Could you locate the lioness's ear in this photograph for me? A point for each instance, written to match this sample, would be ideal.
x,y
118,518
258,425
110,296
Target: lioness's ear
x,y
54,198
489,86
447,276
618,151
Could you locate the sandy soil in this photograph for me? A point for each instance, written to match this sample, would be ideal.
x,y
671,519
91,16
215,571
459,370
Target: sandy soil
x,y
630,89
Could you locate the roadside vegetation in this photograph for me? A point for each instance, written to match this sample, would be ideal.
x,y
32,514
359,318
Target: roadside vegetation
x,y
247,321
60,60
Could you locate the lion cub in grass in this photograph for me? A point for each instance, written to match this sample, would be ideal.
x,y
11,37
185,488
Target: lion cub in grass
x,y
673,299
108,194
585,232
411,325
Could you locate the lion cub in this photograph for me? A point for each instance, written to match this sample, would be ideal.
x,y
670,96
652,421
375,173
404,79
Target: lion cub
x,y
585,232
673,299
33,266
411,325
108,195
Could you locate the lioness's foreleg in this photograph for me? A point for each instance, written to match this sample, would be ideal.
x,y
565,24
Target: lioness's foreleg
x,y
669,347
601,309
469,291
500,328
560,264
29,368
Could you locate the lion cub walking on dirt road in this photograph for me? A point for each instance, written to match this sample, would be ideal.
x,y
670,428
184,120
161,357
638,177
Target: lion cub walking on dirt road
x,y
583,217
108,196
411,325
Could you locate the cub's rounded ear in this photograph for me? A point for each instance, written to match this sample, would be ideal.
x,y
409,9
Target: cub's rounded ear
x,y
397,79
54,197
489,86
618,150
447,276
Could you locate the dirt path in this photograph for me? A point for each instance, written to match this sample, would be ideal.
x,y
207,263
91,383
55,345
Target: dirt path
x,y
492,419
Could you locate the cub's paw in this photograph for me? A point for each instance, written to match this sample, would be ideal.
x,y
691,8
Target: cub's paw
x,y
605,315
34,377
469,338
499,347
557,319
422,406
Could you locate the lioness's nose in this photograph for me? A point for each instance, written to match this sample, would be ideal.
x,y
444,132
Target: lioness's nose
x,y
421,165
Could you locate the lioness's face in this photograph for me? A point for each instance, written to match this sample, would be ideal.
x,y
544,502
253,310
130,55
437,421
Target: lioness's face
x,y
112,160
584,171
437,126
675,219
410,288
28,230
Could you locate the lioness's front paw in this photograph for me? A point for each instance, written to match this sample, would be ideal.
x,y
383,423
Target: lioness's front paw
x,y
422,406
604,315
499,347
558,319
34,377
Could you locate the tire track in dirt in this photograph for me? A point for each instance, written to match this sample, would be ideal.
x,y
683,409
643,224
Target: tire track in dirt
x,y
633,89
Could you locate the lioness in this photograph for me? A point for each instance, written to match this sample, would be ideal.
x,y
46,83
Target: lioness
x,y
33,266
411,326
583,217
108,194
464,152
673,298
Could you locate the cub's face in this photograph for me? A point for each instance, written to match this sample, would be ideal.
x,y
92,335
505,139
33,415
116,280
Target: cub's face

Exercise aim = Copy the data above word for word, from the first line to the last.

Task output =
Could you locate the lioness's ear in this photograph for me? A point for each instance, written to match this sample, would be ideal.
x,y
118,518
258,425
110,296
Target: lioness's ear
x,y
54,198
489,86
447,276
618,151
Could you locate the sandy soil in this photograph for me? A point for each instance, written to match this sample, would be ideal.
x,y
671,519
91,16
215,571
459,370
Target: sandy soil
x,y
630,89
Could you locate the roadside vegetation in this photograph for me? A point for each instance, written to match this sample, would be ideal.
x,y
32,514
359,318
Target: roadside vegetation
x,y
247,321
60,60
Could you locate the lion cub in grass in this photograph for me? A point for each instance, written to match this sample, would be ideal.
x,y
11,37
185,488
Target: lion cub in grass
x,y
673,299
108,194
585,232
411,325
Could you locate the lion cub in this photograph for me? A point for each instance, written to match this sample, would be ideal.
x,y
670,96
652,421
375,173
404,79
Target: lion cub
x,y
585,232
673,299
33,266
411,325
108,195
Could you locate the lioness's foreleg in this photograph for me? A point for each instance, written to match this sample, would be ideal.
x,y
565,24
Target: lioness's foreleg
x,y
669,347
601,309
469,291
500,328
560,264
29,368
Could you locate the lion cub walking on dirt road in this photograph for me? A point for each instance, written to match this sample, would be ideal.
x,y
670,428
184,120
161,357
638,177
Target: lion cub walking on dirt road
x,y
583,217
108,196
411,325
Could you locate the cub's rounded ear in this photograph for me? A point for each instance, written to match this sample, would be ideal.
x,y
409,9
Target: cub's rounded ear
x,y
397,79
54,197
489,86
618,150
447,276
Could you locate the dirt path in this photograph for me? A point for each instance, written to match this sample, would be ideal.
x,y
207,263
91,383
55,345
Target: dirt path
x,y
492,419
Could you locate the cub's paw in this photograph for me? A point for each instance, written to match this sample, would be ideal.
x,y
691,8
Target: cub's paw
x,y
605,315
34,377
469,338
499,347
557,319
422,406
Could you locate the lioness's nose in this photograph for me? A point for each instance, written to match this sample, would be ideal.
x,y
444,132
Target: lioness's nose
x,y
421,165
Could you locate the lioness's face in this photograph for me? A point for each instance, written to match this sample, would be ideal.
x,y
544,502
253,310
130,55
437,421
Target: lioness's face
x,y
112,160
584,171
437,126
675,219
410,288
28,230
Could you locate the lioness's front paw in this photograph for me? A point for each instance, written to match this sample, would be ideal.
x,y
383,423
Target: lioness's front paw
x,y
422,406
604,315
499,347
558,319
34,377
Could you locate the tire track in dirt in this photograph for me? A point for each instance, written to match this sample, would be ideal.
x,y
683,409
643,224
Target: tire track in dirt
x,y
633,89
Could you locate the lioness in this photograph for me? A point for each instance, written to match this sample, would be ideal.
x,y
46,83
Target: lioness
x,y
33,266
411,326
583,217
108,194
464,152
673,298
Could you locate the cub's face in this photograph for me? A point for each instance, written to match this sample, would be ideal.
x,y
92,335
505,139
33,415
116,280
Target: cub's face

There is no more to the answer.